Textauszug:
.....

Windmühle Melchiorshausen

Paul Athmann
 
Die Melchiorshauser Mühle stand zwischen der B6 (Syker Str), der "Streitheide" und dem "Birkhuhnweg", heute Birkhuhnweg 3, wo seit 1977 Alfred Nienaber wohnt.

Die Mühle ist vermutlich um 1876 vom Tischler Friedrich Wilhelm Nienstedt  errichtet worden.  Wann genau die alte Mühle erbaut wurde, steht aber nicht fest. 


1871 schließt Friedrich Nienstedt mit dem Gastwirt G. Schmidt einen Pachtvertrag über ein Grundstück, wo er ein Wohnhaus errichten will.1 1872 ist er mit einem Wohnhaus in der Häuserliste unter Nr. 76 eingetragen.2
Die Mühle hat einen Roggen-Schrotgang und einen Weizenmahlgang.3
 
Im Jahr 1879 bzw. 1880 verkauft der verschuldete 4 F.W. Nienstedt sein Wohnhaus und die Mühle an den Kaufmann J. H. Dunkhase in Leeste, der die Mühle wohl für seinen Bruder  Heinrich Wilhelm erwirbt, der Gastwirt in Brinkum ist.5 Als Besitzer wird in der Melchiorshauser Häuserliste aber J.H. Dunkhase eingetragen. 6


Dunkhase setzt Fritz Ahlers als Pächter ein. Er lässt die Mühle durch seinen Verwandten, den Zimmermann Gerd Dunkhase in Erichshof, schätzen, was wohl als Grundlage für die Erhaltungspflichten des Pächters dienen soll. Die Mühle hat nach dieser Schätzung einen RoggenSchrotgang, einen Weizenmahlgang und einen Schälgang. 

Als Inventar werden u.a. aufgeführt: 7

  • Staubmühle mit Sieben 
  • Doppelwinde 
  • Ladewagen mit eisernen Rädern 
  • Dezimalwaage 
  • 5 Leitern 

 


Schon 1884 oder 1885 erwirbt der Pächter F. Ahlers die Mühle, wohl von der Familie Dunkhase.8  Er bleibt Besitzer bis zu seinem Tod im Jahr 1893. 

 

Ahlers Erben schreiben 1893 Haus und Mühle zur Verpachtung aus. 9 Vermutlich hat Diedrich Landwehr daraufhin die Pacht übernommen.


Diedrich Landwehr betreibt dann diese Windmühle in Melchiorshausen als Pächter, bis er um 1902 die Mühle in Leeste-Hagen übernimmt. 

 

1893 wird die Mühle auch in Halenbecks Reiseführer erwähnt: bei Kilometer 48,550 [an der Chaussee nach Syke] liegt rechts eine Windmühle.10


Die Mühle ist ebenfalls auf der Landesaufnahme von 1897 verzeichnet.

.....

Vorliegende Einträge:
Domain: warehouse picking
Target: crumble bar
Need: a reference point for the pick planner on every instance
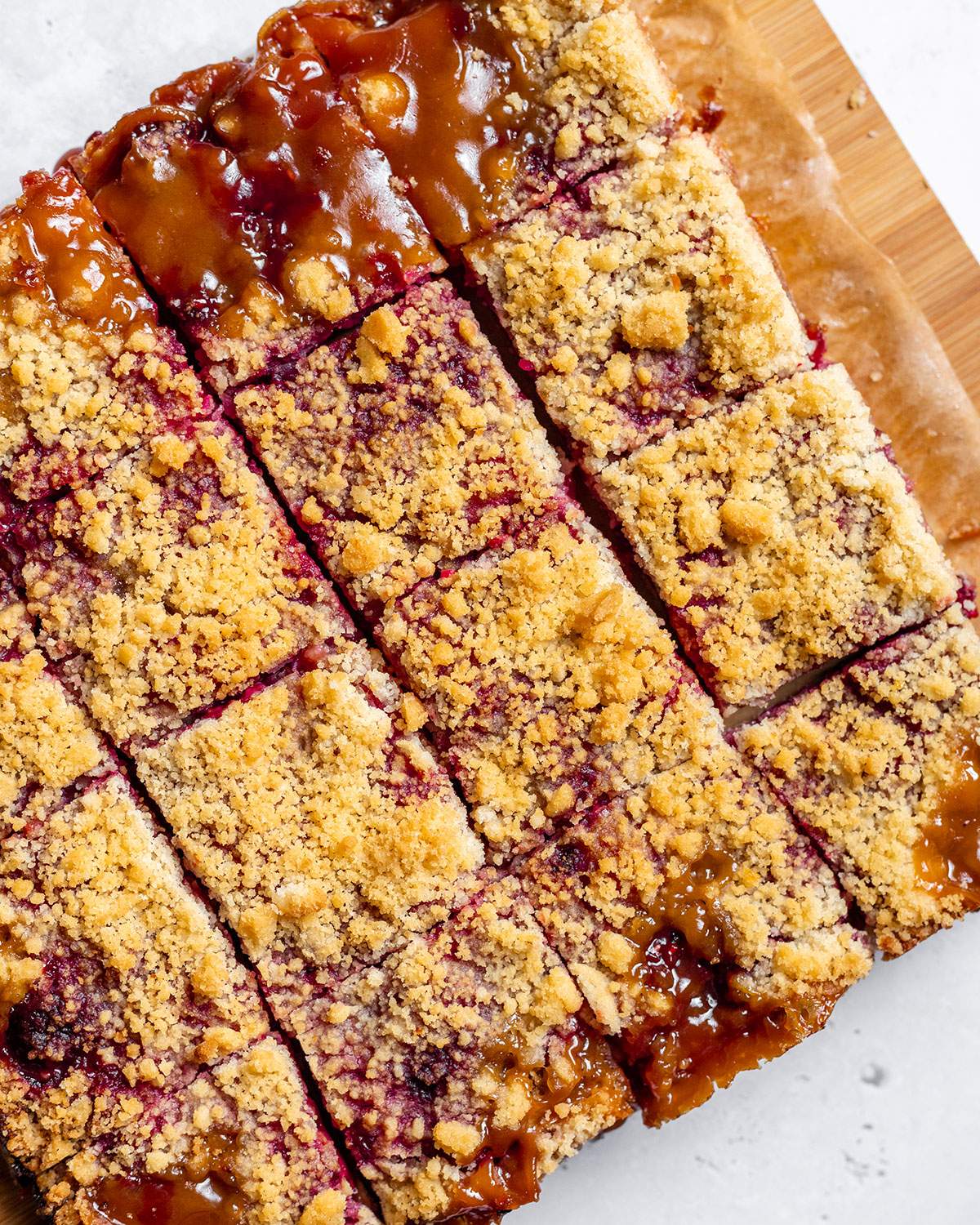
(705, 933)
(242, 1143)
(880, 764)
(115, 982)
(16, 629)
(257, 207)
(460, 1071)
(779, 533)
(404, 446)
(86, 372)
(172, 582)
(48, 746)
(641, 296)
(318, 820)
(487, 107)
(549, 681)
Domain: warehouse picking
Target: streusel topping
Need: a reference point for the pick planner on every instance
(404, 446)
(430, 1060)
(646, 294)
(549, 680)
(114, 977)
(331, 755)
(781, 532)
(869, 760)
(172, 582)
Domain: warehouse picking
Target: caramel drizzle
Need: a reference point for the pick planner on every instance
(507, 1173)
(66, 259)
(205, 1191)
(703, 1023)
(451, 100)
(947, 855)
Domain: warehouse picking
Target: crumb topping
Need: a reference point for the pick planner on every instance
(16, 631)
(781, 534)
(47, 744)
(548, 678)
(86, 374)
(430, 1058)
(647, 292)
(773, 916)
(114, 979)
(172, 582)
(865, 761)
(247, 1131)
(385, 845)
(404, 446)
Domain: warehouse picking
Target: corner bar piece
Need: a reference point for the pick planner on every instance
(240, 1144)
(705, 933)
(641, 296)
(779, 533)
(257, 207)
(86, 372)
(404, 448)
(460, 1071)
(880, 764)
(318, 821)
(549, 681)
(487, 107)
(115, 984)
(172, 582)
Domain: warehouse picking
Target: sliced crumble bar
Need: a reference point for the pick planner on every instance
(779, 534)
(240, 1144)
(115, 982)
(86, 372)
(460, 1071)
(880, 764)
(16, 630)
(257, 207)
(639, 296)
(549, 681)
(487, 107)
(318, 820)
(705, 933)
(48, 746)
(404, 446)
(172, 582)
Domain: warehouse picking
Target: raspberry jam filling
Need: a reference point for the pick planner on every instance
(448, 96)
(702, 1026)
(507, 1173)
(66, 257)
(947, 857)
(252, 193)
(203, 1192)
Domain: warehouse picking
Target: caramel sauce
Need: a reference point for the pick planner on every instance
(947, 857)
(507, 1173)
(239, 174)
(203, 1192)
(448, 96)
(66, 259)
(710, 113)
(702, 1024)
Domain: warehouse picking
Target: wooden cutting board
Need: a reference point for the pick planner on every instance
(889, 198)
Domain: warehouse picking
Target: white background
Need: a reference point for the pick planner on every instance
(877, 1119)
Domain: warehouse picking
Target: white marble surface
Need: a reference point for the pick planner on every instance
(875, 1120)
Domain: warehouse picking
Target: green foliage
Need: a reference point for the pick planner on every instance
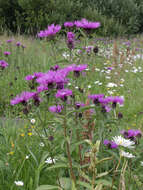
(29, 16)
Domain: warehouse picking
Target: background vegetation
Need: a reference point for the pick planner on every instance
(117, 17)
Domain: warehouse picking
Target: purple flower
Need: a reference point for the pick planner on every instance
(79, 104)
(69, 24)
(115, 100)
(41, 88)
(22, 98)
(50, 32)
(110, 144)
(70, 40)
(87, 24)
(7, 53)
(18, 44)
(56, 109)
(9, 41)
(96, 98)
(63, 94)
(131, 133)
(3, 64)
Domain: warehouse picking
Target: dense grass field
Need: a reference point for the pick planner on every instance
(44, 147)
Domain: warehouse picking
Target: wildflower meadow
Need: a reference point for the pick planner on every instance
(71, 110)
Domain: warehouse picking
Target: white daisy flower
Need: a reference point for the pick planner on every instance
(19, 183)
(127, 154)
(119, 140)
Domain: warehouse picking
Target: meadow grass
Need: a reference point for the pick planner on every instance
(115, 70)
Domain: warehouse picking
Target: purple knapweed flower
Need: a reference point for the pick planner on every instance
(131, 133)
(56, 109)
(70, 40)
(23, 98)
(96, 98)
(78, 68)
(7, 53)
(110, 144)
(115, 100)
(87, 24)
(3, 64)
(41, 88)
(79, 104)
(9, 41)
(63, 94)
(50, 32)
(69, 24)
(18, 44)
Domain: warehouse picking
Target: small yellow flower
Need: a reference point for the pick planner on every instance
(29, 134)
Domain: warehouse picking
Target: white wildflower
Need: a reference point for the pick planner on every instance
(127, 154)
(119, 140)
(19, 183)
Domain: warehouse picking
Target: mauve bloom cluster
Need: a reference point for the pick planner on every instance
(86, 24)
(70, 40)
(9, 41)
(3, 64)
(68, 24)
(56, 109)
(18, 44)
(79, 104)
(63, 94)
(34, 76)
(98, 99)
(110, 144)
(131, 133)
(23, 98)
(50, 31)
(7, 53)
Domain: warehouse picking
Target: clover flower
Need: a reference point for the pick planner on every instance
(120, 141)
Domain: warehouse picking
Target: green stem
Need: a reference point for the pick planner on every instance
(68, 152)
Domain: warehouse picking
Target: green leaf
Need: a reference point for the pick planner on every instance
(65, 183)
(58, 166)
(47, 187)
(102, 174)
(99, 187)
(84, 184)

.....

Aufgabe: Führen Sie den Text über die Windmühle Melchiorshausen im Anschluss an seinen letzten Satz fort. Die Einträge werden hierfür nicht benötigt.

Endgültige Antwort:
Laut der Häuserliste hat 1898 Heinrich Nienaber die Mühle gekauft.11 Das passt zu der Anzeige vom 14.5.1898 in der Syker Zeitung, die den Verkauf der Ahlerschen Anbauerei und der Windmühle anbietet. Mühlenpächter ist zu dieser Zeit Landwehr, wie aus der Verkaufsanzeige hervorgeht. Die "Ahlersche Anbauerei in Melchiorshausen" mit Windmühle und Land wird am 18.Mai und nochmal am 25.Mai zum Verkauf angeboten.12 Die Versteigerung findet im Haus des Mühlenpächters Landwehr statt. Daraufhin erwirbt also Heinrich Nienaber 1898 die Mühle.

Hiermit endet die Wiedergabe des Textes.